### WHAT YOU HAVE TO DO
Print the following lines from the items below without any changes, beginning at the line that has "Would you please identify the blurred" and stopping after the line that has "column 252, row 107".

Some items
----
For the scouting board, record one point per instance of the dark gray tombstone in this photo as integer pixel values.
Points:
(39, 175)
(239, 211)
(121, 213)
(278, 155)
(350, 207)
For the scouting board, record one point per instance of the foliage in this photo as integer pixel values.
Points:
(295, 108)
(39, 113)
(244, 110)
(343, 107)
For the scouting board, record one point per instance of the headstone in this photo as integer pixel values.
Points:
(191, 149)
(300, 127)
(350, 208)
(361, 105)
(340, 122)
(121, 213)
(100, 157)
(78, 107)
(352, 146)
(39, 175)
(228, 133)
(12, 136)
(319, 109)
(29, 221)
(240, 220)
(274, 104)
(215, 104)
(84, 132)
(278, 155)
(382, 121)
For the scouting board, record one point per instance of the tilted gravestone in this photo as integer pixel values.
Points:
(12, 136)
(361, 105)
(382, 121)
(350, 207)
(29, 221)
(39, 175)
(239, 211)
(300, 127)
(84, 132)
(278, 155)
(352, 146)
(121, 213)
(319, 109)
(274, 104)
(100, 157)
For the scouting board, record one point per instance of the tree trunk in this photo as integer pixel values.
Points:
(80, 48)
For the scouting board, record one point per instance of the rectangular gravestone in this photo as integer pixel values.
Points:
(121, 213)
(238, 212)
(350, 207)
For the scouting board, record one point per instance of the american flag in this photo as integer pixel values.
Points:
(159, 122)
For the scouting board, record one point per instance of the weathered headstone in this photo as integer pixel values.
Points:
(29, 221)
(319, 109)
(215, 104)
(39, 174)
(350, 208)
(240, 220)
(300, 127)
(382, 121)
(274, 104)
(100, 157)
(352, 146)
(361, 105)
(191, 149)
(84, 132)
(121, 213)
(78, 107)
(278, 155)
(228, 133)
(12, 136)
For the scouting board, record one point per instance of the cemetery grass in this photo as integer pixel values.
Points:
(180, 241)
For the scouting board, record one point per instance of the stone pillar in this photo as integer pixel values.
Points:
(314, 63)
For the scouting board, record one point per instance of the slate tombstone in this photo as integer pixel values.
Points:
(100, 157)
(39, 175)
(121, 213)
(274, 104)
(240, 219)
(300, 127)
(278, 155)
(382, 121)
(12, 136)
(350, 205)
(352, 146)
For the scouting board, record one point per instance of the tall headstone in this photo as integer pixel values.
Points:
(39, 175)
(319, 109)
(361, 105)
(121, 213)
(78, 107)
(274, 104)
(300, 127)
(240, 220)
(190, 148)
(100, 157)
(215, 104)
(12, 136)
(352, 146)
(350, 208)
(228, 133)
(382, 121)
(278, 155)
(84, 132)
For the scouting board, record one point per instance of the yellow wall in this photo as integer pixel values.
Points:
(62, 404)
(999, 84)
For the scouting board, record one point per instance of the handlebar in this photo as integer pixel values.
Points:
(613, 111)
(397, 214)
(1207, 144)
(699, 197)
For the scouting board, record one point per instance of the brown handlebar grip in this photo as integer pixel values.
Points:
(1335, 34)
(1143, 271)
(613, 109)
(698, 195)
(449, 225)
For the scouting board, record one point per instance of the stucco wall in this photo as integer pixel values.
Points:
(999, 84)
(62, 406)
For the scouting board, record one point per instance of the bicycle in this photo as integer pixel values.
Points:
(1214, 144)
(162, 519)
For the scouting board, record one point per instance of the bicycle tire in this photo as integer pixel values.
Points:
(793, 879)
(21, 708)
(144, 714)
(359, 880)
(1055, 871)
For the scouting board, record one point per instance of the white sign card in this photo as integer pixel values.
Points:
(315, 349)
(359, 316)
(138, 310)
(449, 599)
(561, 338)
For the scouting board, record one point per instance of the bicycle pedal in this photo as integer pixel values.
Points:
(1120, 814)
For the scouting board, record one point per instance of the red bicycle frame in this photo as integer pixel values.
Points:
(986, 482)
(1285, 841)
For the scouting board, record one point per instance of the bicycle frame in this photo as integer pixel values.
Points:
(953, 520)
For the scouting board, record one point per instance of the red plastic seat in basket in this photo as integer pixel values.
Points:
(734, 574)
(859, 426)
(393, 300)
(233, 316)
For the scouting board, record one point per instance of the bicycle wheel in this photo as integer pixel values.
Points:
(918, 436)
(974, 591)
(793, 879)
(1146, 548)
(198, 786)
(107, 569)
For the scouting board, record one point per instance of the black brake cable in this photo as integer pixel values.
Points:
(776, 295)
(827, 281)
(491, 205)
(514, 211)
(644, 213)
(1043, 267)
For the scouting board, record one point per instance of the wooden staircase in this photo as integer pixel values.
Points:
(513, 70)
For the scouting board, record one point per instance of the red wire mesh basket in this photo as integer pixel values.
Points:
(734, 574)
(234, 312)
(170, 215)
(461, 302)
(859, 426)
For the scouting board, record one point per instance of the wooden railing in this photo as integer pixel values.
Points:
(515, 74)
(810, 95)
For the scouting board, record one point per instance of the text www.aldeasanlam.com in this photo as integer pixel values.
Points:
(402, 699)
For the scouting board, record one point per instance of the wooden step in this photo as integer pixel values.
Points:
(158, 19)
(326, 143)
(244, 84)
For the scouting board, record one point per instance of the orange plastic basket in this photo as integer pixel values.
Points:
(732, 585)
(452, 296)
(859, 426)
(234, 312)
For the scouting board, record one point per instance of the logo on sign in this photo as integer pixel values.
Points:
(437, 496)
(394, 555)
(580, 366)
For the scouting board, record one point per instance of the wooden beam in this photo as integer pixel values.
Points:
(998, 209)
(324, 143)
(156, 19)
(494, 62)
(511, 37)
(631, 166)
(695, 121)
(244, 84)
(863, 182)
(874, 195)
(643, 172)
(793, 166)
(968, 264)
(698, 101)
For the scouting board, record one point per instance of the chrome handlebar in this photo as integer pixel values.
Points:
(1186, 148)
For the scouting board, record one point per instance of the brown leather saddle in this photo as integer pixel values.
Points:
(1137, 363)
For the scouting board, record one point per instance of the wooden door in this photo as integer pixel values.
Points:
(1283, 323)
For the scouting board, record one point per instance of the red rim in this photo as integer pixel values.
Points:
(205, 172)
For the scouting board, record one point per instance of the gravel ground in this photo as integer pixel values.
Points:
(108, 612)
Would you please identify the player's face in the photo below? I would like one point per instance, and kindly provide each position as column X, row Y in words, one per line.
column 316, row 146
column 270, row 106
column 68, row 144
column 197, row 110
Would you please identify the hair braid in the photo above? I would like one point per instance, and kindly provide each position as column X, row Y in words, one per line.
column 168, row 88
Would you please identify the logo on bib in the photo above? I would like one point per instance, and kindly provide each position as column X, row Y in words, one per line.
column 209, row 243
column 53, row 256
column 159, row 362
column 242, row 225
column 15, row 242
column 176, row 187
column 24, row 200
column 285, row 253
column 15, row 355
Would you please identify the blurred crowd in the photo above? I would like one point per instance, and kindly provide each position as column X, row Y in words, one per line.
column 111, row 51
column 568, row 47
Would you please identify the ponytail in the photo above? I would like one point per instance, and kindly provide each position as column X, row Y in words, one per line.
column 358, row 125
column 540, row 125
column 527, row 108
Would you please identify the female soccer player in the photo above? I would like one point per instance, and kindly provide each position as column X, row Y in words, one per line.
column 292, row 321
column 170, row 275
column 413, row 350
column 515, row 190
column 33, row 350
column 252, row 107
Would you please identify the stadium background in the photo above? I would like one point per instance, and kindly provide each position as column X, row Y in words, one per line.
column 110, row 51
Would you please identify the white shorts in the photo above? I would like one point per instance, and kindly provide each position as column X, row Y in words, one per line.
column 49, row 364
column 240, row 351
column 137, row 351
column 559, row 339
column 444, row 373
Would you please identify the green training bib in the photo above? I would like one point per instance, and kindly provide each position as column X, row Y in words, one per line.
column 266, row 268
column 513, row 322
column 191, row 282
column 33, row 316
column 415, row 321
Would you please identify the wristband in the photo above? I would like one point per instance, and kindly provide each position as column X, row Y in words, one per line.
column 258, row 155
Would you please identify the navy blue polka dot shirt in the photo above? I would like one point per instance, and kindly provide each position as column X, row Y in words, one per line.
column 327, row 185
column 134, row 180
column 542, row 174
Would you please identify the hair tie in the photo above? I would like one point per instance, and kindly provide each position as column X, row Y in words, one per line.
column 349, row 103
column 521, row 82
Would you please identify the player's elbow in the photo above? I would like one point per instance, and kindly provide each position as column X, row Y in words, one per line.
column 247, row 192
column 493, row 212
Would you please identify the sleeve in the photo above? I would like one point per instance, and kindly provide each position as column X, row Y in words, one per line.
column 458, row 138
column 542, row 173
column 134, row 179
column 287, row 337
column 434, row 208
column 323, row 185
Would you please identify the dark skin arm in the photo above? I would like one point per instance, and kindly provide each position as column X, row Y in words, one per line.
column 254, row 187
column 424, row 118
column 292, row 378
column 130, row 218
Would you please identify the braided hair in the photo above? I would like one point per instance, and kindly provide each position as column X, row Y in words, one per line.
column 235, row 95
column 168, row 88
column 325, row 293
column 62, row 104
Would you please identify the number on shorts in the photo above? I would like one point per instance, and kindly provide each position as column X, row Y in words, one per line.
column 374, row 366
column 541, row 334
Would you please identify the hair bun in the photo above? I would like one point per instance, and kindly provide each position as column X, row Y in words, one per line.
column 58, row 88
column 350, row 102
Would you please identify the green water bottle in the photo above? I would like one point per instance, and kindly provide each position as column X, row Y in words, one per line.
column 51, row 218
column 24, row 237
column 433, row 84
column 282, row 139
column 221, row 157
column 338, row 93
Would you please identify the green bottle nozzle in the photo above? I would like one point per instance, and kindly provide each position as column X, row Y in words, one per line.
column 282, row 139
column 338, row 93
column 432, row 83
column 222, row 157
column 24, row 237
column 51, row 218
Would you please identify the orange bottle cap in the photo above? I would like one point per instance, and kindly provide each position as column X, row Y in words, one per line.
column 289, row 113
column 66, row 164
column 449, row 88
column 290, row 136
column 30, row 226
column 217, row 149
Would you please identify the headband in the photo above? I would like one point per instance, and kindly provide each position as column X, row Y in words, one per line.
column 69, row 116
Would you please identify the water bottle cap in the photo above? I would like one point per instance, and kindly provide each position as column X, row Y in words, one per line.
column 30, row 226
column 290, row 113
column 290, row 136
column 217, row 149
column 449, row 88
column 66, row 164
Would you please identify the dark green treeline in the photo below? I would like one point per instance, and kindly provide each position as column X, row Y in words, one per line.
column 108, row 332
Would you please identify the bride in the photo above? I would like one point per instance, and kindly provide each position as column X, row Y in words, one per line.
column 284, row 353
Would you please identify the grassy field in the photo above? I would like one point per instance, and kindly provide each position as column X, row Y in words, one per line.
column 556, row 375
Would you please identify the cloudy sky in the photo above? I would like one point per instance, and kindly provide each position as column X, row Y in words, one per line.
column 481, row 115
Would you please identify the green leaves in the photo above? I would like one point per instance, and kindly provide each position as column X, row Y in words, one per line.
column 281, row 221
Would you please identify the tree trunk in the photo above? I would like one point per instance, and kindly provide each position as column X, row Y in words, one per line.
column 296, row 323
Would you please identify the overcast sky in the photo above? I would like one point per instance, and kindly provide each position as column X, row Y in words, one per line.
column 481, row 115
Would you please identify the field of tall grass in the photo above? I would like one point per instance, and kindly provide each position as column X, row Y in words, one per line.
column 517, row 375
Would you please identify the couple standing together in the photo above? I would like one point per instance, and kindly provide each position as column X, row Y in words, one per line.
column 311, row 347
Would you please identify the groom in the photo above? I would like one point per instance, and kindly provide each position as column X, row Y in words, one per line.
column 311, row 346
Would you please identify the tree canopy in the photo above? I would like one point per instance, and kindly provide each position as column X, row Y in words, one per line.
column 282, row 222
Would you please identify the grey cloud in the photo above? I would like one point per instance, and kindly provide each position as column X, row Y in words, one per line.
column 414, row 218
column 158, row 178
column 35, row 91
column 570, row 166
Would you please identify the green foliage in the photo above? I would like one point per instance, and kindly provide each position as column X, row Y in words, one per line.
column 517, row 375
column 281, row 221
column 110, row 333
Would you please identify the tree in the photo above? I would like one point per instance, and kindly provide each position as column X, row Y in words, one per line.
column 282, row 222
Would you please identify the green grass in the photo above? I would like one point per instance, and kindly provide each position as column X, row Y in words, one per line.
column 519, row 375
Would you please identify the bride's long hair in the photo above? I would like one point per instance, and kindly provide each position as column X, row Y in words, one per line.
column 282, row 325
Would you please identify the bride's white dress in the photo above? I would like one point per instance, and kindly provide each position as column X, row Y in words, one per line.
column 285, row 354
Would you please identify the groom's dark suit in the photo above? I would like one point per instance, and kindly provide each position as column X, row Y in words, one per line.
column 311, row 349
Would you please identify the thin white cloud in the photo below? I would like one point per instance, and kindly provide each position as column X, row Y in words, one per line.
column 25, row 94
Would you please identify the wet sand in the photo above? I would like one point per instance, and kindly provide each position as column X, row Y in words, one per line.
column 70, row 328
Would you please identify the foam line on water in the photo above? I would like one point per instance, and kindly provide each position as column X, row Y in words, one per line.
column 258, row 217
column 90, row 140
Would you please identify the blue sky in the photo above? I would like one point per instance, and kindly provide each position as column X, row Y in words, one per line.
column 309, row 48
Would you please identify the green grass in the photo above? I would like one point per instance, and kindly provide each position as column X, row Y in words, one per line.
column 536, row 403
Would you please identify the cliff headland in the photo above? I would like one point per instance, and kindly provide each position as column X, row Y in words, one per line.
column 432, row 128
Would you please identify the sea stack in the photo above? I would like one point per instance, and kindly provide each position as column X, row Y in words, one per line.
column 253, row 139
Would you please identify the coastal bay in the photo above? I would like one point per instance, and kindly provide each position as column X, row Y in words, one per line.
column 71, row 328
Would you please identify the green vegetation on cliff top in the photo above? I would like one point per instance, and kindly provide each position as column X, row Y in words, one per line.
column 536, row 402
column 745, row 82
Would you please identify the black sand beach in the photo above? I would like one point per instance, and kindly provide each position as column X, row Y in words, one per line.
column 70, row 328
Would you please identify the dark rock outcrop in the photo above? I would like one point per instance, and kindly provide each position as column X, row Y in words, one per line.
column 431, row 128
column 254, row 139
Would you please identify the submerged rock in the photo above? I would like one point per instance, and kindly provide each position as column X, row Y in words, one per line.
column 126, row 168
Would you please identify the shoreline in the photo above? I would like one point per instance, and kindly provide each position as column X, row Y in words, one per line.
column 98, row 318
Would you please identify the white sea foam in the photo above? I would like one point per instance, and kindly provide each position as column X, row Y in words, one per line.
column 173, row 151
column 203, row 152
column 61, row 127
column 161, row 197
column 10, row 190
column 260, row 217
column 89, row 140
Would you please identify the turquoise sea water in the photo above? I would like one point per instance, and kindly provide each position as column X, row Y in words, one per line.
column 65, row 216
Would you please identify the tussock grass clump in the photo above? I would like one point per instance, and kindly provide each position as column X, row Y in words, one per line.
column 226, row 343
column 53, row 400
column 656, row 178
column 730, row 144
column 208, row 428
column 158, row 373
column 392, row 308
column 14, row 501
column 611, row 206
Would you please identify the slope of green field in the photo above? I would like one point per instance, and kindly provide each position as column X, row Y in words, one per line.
----
### RESULT FOR THIS TASK
Would you please identify the blurred crowd in the photo above? I would like one point per instance, and kindly provide each position as column X, row Y in words, one per line.
column 111, row 51
column 568, row 47
Would you please identify the ponytail in the photo above? I would like one point per instance, and kindly provide each position as column X, row Y in words, one per line.
column 358, row 125
column 540, row 125
column 527, row 108
Would you please identify the female soccer player in the photo above? I would like one point per instance, and kindly provide each position as column X, row Y in words, one per line.
column 292, row 321
column 170, row 275
column 413, row 350
column 515, row 190
column 33, row 350
column 252, row 107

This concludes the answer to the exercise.